[DATASET ROWS]
** BEGIN **
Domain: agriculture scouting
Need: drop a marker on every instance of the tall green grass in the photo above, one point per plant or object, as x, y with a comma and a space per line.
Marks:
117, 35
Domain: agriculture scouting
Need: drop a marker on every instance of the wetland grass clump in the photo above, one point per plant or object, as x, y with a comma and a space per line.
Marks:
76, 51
** END **
** BEGIN **
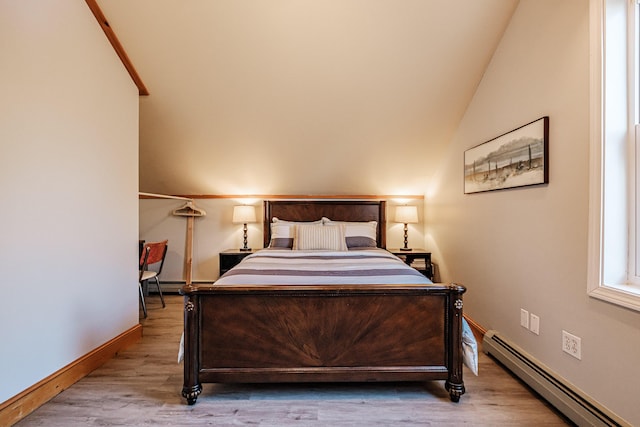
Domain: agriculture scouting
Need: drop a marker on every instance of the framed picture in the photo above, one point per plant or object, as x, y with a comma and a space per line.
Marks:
** END **
[WHAT IS ASKED] Identify each of the lines above that contains the word "point", and copy those lines out in full.

[OUTPUT FOR THIS EXERCISE]
Need: drop a marker on every instance of the tall green grass in the photo above, one point per plant or object, as x, y with a comma and a space per line.
Need: drop a marker on every instance of the wetland grass clump in the photo above, one point per plant or object, as x, y with a comma and a space per line.
Need: drop a marker on every instance of the framed picture in the photo above, one point per plant or object, as x, y with a comma and a space per line.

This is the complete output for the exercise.